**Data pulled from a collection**
__________

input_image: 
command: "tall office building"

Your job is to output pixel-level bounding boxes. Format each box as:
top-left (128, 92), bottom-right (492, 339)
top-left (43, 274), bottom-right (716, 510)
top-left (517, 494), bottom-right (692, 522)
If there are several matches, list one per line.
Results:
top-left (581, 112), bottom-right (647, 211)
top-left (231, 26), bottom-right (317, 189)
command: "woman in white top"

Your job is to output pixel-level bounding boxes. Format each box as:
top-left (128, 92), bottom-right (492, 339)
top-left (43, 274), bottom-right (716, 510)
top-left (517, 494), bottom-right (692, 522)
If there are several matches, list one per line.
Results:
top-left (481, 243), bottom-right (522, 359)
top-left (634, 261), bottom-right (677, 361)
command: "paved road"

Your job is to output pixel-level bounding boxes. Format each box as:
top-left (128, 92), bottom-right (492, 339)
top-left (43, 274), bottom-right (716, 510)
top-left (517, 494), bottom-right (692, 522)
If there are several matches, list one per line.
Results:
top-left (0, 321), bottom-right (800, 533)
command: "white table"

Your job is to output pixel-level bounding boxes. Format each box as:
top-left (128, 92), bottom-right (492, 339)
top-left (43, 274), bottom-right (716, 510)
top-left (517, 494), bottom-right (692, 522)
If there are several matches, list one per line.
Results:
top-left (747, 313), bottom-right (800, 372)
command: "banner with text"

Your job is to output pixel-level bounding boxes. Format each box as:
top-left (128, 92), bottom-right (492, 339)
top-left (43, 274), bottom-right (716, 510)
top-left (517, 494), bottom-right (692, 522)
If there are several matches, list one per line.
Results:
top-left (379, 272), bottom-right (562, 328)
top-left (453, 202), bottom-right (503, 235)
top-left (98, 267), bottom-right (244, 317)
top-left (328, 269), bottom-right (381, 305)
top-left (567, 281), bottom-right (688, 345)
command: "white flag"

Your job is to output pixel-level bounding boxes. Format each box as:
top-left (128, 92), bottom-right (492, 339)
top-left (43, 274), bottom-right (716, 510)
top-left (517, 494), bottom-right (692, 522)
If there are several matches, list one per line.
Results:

__________

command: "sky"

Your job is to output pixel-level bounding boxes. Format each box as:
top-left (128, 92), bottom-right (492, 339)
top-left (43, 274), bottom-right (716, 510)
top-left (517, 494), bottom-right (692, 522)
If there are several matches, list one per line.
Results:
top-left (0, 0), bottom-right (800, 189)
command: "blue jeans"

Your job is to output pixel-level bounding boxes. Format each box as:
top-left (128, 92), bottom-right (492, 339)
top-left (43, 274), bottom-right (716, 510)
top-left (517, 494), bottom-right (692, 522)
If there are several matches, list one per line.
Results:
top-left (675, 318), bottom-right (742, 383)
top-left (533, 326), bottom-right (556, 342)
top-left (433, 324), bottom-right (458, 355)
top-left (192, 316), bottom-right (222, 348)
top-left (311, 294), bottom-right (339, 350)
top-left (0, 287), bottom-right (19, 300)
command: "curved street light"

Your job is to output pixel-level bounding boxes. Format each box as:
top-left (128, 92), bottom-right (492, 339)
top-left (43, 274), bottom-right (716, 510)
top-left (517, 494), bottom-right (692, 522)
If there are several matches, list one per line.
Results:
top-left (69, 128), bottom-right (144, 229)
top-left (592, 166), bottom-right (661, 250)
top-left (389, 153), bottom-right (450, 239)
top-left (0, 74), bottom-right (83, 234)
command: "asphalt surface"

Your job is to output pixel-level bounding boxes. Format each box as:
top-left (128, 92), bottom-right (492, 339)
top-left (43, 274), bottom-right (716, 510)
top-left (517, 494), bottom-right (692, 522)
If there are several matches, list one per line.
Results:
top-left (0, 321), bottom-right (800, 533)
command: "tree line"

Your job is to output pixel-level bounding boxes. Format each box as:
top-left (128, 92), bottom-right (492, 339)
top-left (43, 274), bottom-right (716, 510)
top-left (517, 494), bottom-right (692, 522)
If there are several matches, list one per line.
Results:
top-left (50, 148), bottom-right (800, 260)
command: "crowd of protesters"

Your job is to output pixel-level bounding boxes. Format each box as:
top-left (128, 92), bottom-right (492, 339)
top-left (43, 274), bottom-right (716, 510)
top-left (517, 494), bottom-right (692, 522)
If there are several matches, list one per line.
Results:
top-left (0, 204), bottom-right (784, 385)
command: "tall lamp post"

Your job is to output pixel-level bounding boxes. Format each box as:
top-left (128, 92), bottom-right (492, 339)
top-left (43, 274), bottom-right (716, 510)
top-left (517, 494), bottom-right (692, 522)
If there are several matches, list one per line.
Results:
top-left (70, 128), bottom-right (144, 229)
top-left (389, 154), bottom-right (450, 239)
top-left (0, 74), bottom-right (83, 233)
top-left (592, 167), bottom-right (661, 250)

__________

Please extract each line of the material above that contains the string "white", treating uppercase and lowercase as different.

**Answer to the task**
command: "woman in white top"
command: "white table"
command: "white flag"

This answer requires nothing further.